### INSTRUÇÃO DADA 1
No texto abaixo sobre a responsabilidade civil extracontratual do Estado, quais são os pressupostos deste tipo de responsabilidade?

Nos termos do art. 2º nº 1 do DL. N.º 48.051 “o Estado e demais pessoas
colectivas respondem civilmente perante terceiros pelas ofensas dos direitos
destes ou das disposições legais destinadas a proteger os seus interesses,
resultantes de actos ilícitos culposamente praticados pelos respectivos órgãos
ou agentes administrativos no exercício das suas funções e por causa desse
exercício”.
Resulta do teor deste preceito que a responsabilidade civil
extracontratual do Estado por factos ilícitos praticados pelos seus órgãos ou
agentes corresponde, no essencial, ao conceito civilista da responsabilidade
civil extracontratual por factos ilícitos prevista no artº 483º nº 1 do Código
Civil.
Os pressupostos para este tipo de responsabilidade sãos os seguintes:
a) o facto; b) a ilicitude; c) a culpa; d) o dano, e; e) o nexo de causalidade
(Ac. do STA de 16/2/2000-rec. N.º 41.507, de 6/7/2000-rec. N.º 46.005 de
10/10/2000-rec. N.º 40.576).
Para surgir o dever de indemnizar têm de se verificar cumulativamente
estes requisitos, pelo que faltando um deles, desaparecerá tal dever.
No caso dos autos, está só em causa a não verificação da ilicitude,
pois que o objecto do recurso jurisdicional é a sentença recorrida e foi isto
que nela foi decidido.
O conceito de ilicitude está verificado no artº 6º do DL. N.º 48.051,
onde se refere que “se consideram ilícitos os actos jurídicos que violem as
normas legais e regulamentares ou os princípios gerais aplicáveis e os actos
materiais que infrinjam estas normas e princípios ou ainda as regras de ordem
técnica e de prudência comum que devam ser tidas em consideração”.
A redacção deste preceito inculca que onde haja um acto ilegal aí mora,
também, a ilicitude (Marcelo Caetano, Manual, 9ª ed., II, pag. 1201).
Mas nem sempre assim será.
Como adverte Gomes Canotilho, temos de precaver-nos contra a completa
equiparação da ilegalidade à ilicitude, sugerida pela redacção do artº 6º.
Segundo este autor “a violação dos preceitos jurídicos não é, por si só,
fundamento bastante da responsabilidade. Quer se exija a violação de direitos
subjectivos, quer a violação dum dever jurídico ou funcional para com o lesado,
quer ainda uma falta da administração, faz-se intervir sempre um elemento
qualificador e definidor de uma relação mais íntima do indivíduo prejudicado com
a administração do que a simples legalidade e regularidade do funcionamento dos
órgãos administrativos” (O Problema da responsabilidade do Estado por actos
lícitos, págs. 74 e 7).
Esta posição perfilhada por Gomes Canotilho é, também, defendida por
Margarida Baeta Cortês, na sua tese de mestrado, inédita, sobre a
responsabilidade da administração por actos ilícitos, seguida nos Pareceres do
Conselho Consultivo da Procuradoria Geral da República nºs 46/80 e 183/81, in,
respectivamente, BMJ, 306, pág. 63 e ss. E BMJ,316, pág. 57 e ss.) e sufragada
por este tribunal (Acs. do STA de 5/3/1998-rec. N.º 30.840 e de 9/11/2000-rec.

### MATERIAL DA TAREFA
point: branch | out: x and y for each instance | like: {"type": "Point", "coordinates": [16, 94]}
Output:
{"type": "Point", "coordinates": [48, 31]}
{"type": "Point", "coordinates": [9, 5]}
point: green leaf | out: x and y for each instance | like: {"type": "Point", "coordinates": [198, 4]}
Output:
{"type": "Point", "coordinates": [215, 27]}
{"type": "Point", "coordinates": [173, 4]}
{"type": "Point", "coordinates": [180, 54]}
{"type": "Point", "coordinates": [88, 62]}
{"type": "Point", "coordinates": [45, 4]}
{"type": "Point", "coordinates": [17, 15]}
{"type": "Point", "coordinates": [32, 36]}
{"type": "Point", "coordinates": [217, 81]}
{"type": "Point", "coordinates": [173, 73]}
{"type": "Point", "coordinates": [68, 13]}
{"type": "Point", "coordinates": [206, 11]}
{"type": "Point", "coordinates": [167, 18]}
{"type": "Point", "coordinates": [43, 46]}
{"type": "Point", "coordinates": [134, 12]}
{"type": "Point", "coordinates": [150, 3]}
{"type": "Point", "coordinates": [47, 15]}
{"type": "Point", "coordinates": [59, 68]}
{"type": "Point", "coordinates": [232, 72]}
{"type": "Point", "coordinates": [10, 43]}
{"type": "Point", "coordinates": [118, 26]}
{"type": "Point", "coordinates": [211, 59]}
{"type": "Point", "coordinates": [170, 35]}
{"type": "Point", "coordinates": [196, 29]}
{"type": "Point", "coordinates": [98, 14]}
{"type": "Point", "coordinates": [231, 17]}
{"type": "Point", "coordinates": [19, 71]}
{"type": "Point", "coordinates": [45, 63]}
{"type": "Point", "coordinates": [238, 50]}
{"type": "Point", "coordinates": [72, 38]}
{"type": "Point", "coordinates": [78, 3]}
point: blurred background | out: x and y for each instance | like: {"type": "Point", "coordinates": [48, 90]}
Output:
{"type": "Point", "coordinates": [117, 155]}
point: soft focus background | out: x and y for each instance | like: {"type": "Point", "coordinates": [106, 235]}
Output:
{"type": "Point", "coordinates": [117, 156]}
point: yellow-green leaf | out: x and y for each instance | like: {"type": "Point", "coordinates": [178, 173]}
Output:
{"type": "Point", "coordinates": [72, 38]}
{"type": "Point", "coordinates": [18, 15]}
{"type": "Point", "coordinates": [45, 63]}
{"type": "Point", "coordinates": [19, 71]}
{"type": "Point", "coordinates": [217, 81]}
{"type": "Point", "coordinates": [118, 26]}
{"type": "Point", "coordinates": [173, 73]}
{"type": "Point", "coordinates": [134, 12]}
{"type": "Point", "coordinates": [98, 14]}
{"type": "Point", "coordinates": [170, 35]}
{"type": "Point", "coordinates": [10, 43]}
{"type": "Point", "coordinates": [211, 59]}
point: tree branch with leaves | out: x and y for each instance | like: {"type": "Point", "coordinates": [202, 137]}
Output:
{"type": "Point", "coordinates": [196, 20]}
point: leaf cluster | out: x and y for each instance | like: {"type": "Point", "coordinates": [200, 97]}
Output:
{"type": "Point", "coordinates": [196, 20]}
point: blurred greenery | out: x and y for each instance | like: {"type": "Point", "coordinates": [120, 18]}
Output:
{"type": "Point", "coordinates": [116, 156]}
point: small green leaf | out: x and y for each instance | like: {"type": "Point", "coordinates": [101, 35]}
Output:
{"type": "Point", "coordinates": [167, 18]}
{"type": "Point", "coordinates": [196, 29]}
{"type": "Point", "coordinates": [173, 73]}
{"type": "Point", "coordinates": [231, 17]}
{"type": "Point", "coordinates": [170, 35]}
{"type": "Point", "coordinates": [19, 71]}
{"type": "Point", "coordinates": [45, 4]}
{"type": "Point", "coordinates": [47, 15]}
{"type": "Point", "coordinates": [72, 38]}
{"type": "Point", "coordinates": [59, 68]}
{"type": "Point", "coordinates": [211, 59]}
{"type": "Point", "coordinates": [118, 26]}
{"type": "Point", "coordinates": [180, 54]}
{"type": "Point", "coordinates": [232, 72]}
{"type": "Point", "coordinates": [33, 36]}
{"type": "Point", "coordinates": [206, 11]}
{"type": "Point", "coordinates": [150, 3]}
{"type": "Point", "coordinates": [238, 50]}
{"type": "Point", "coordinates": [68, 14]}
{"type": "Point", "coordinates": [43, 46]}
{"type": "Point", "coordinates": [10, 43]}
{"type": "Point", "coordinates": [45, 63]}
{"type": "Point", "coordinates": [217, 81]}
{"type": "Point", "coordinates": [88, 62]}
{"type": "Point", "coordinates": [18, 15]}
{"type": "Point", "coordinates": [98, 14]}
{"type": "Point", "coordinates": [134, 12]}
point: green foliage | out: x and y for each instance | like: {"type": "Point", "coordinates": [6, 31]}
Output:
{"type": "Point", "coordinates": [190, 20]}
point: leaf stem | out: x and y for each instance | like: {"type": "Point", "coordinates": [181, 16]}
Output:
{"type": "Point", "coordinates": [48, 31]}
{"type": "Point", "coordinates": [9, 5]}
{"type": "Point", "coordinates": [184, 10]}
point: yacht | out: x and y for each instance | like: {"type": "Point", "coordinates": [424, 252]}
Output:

### INSTRUÇÃO DADA 2
Localize na listagem acima cada linha que contém a palavra "background" e copie-a.

### RESPOSTA AO EXERCÍCIO 1
O facto, a ilicitude, a culpa, o dano e o nexo de causalidade.

### RESPOSTA AO EXERCÍCIO 2
point: blurred background | out: x and y for each instance | like: {"type": "Point", "coordinates": [48, 90]}
point: soft focus background | out: x and y for each instance | like: {"type": "Point", "coordinates": [106, 235]}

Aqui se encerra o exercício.